=== Problem statement ===
Take the data from its start through the line containing "x=139, y=238", substitute "Mark a point" for each "Drop a point", and write that span out again with everything else unchanged. Leave the pictures out of the answer.

....

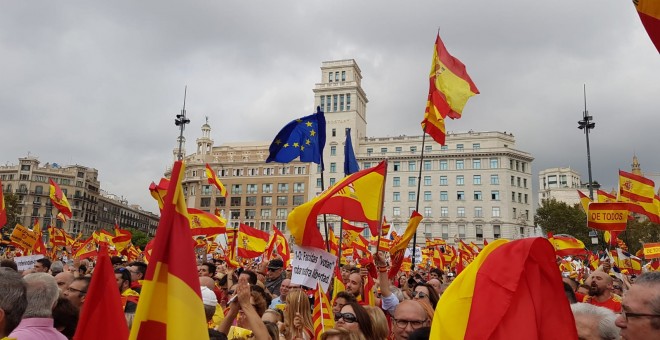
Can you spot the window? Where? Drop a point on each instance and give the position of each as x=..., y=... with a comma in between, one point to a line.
x=411, y=196
x=444, y=211
x=412, y=165
x=411, y=181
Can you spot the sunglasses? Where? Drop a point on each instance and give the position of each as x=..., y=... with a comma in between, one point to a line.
x=347, y=317
x=421, y=295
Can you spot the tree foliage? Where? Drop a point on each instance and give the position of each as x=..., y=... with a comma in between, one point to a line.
x=139, y=238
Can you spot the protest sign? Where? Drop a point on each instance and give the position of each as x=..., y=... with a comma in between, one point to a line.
x=27, y=262
x=312, y=264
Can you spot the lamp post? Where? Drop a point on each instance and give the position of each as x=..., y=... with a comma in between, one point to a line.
x=586, y=124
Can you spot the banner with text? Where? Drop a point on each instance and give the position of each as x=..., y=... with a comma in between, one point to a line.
x=23, y=237
x=311, y=264
x=27, y=262
x=607, y=216
x=651, y=250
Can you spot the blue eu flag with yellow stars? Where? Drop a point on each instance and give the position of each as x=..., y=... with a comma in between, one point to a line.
x=303, y=137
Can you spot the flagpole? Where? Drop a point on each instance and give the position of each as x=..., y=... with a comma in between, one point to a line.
x=419, y=185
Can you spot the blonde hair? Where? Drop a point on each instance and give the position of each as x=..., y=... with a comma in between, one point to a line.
x=297, y=302
x=378, y=322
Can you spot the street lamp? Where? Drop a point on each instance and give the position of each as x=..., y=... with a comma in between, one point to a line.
x=586, y=124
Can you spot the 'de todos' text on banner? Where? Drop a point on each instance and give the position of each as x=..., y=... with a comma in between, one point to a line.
x=312, y=264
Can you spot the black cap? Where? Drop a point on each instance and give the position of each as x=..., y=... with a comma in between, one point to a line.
x=275, y=264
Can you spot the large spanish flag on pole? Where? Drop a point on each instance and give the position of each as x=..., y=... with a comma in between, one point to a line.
x=170, y=304
x=357, y=197
x=59, y=200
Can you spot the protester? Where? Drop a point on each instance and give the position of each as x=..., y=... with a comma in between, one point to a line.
x=640, y=318
x=13, y=300
x=594, y=323
x=37, y=322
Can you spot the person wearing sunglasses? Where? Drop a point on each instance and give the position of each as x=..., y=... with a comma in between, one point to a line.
x=425, y=292
x=355, y=318
x=640, y=318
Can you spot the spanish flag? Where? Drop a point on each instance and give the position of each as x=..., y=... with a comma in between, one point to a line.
x=251, y=242
x=357, y=197
x=170, y=304
x=213, y=179
x=512, y=288
x=59, y=200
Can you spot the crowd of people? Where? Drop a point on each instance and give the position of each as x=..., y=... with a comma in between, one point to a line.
x=259, y=301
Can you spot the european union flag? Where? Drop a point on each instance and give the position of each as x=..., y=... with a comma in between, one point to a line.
x=303, y=137
x=350, y=162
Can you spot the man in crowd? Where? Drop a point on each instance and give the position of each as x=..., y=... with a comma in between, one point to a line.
x=129, y=297
x=77, y=291
x=63, y=280
x=37, y=322
x=600, y=292
x=13, y=300
x=275, y=276
x=408, y=316
x=42, y=265
x=594, y=323
x=640, y=318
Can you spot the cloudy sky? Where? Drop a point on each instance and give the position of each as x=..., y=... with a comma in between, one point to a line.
x=99, y=83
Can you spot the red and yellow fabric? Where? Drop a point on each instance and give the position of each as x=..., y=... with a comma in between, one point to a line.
x=608, y=216
x=640, y=191
x=400, y=243
x=510, y=288
x=649, y=14
x=213, y=179
x=170, y=304
x=251, y=242
x=357, y=197
x=59, y=200
x=322, y=315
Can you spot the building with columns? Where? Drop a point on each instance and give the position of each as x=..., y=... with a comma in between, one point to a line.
x=476, y=187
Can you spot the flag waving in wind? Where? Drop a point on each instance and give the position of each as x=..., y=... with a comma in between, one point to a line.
x=303, y=137
x=170, y=304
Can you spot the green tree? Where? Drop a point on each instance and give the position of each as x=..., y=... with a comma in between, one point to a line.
x=560, y=218
x=140, y=238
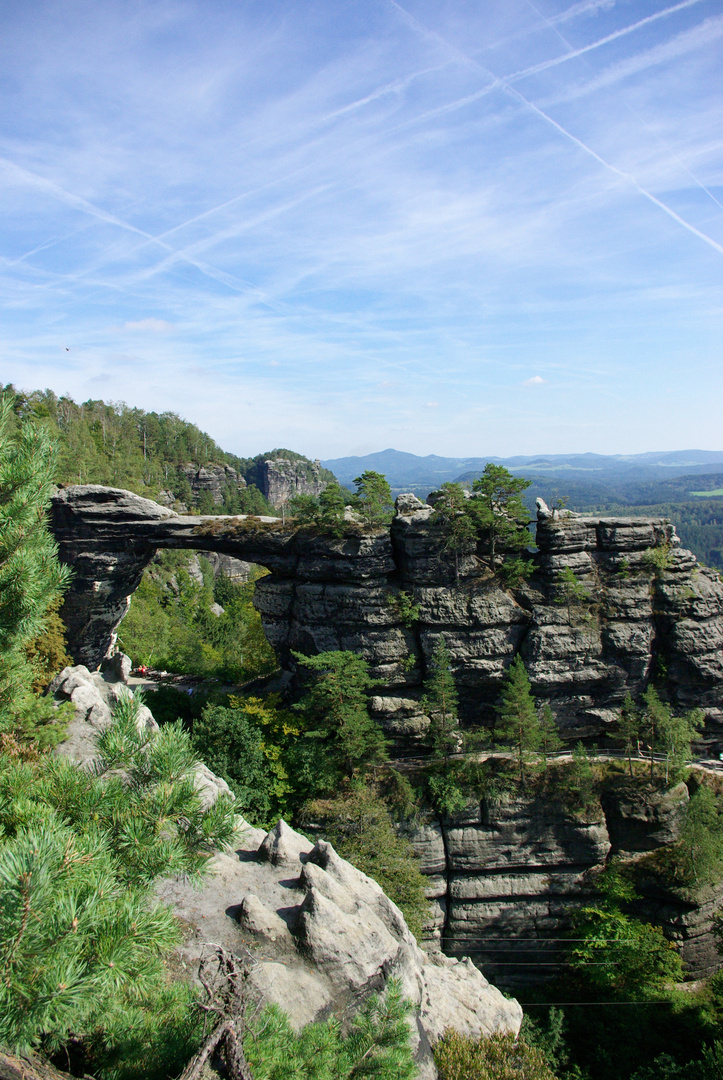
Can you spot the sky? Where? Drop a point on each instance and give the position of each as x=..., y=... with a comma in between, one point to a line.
x=455, y=227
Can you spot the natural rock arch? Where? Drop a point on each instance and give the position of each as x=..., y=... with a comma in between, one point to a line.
x=326, y=593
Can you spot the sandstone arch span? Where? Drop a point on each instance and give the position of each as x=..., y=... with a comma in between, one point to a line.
x=326, y=593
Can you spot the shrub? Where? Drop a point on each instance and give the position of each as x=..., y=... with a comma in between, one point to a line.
x=498, y=1057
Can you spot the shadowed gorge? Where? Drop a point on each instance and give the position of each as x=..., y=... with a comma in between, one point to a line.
x=636, y=615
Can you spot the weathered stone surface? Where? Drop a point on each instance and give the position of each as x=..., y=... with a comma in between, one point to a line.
x=280, y=480
x=507, y=875
x=322, y=934
x=283, y=846
x=327, y=593
x=215, y=480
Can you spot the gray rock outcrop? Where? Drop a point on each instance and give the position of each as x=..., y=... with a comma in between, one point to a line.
x=215, y=480
x=506, y=874
x=583, y=655
x=280, y=478
x=320, y=934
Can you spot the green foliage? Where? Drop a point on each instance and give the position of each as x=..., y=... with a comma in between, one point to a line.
x=629, y=728
x=323, y=513
x=665, y=1067
x=549, y=734
x=667, y=733
x=452, y=514
x=376, y=1044
x=616, y=952
x=404, y=608
x=374, y=498
x=31, y=578
x=498, y=1057
x=698, y=858
x=112, y=444
x=48, y=652
x=498, y=511
x=440, y=703
x=246, y=743
x=304, y=509
x=81, y=937
x=360, y=827
x=336, y=716
x=658, y=559
x=170, y=623
x=518, y=725
x=514, y=570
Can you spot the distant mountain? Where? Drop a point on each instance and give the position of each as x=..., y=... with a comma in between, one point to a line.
x=411, y=472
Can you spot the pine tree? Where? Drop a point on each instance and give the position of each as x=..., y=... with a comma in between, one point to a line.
x=376, y=1043
x=440, y=703
x=629, y=728
x=81, y=937
x=336, y=705
x=374, y=498
x=498, y=510
x=452, y=514
x=30, y=576
x=517, y=725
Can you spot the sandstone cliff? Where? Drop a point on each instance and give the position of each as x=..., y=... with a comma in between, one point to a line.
x=506, y=874
x=281, y=478
x=320, y=934
x=326, y=593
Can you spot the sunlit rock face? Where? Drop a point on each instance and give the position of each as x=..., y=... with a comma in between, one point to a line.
x=583, y=653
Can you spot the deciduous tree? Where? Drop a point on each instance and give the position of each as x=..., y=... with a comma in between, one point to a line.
x=517, y=725
x=498, y=510
x=374, y=498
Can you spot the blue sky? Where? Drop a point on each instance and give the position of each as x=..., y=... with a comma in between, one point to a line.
x=444, y=226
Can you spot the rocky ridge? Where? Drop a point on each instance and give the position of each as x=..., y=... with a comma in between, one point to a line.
x=638, y=617
x=320, y=935
x=506, y=873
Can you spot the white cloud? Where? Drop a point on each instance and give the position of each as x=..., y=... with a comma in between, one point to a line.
x=149, y=325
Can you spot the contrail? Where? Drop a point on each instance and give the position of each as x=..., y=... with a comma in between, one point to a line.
x=82, y=204
x=638, y=117
x=603, y=41
x=563, y=131
x=618, y=172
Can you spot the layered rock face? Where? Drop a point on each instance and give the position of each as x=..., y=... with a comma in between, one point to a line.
x=279, y=480
x=506, y=875
x=320, y=934
x=584, y=649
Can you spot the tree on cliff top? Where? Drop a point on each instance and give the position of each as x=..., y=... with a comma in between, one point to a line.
x=518, y=725
x=440, y=703
x=453, y=514
x=498, y=511
x=30, y=576
x=335, y=706
x=374, y=498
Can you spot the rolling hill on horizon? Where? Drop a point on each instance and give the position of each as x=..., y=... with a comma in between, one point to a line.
x=403, y=469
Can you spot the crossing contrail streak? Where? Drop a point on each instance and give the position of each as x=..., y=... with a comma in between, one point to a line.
x=602, y=41
x=618, y=172
x=681, y=164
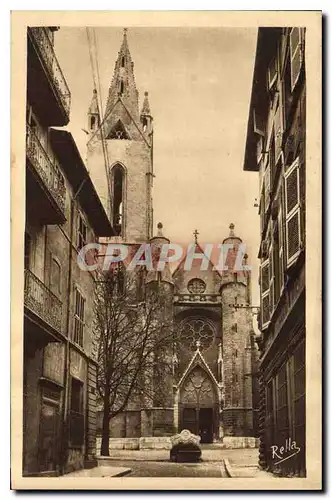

....

=== Complete answer ===
Can you spot the window? Where? Mark a point on each instance and give the position of each as x=..., y=... with a comma in between, one point to a line.
x=411, y=196
x=444, y=211
x=412, y=165
x=411, y=181
Can you spot the sunglasses? Where? Mark a point on each instance and give the position of each as x=..., y=... with a comma in between, one point to a line.
x=347, y=317
x=421, y=295
Can you spot the tree foliage? Where? Mark a point on each instance and give the position of each as x=..., y=... with a comma in between, one point to a line.
x=139, y=238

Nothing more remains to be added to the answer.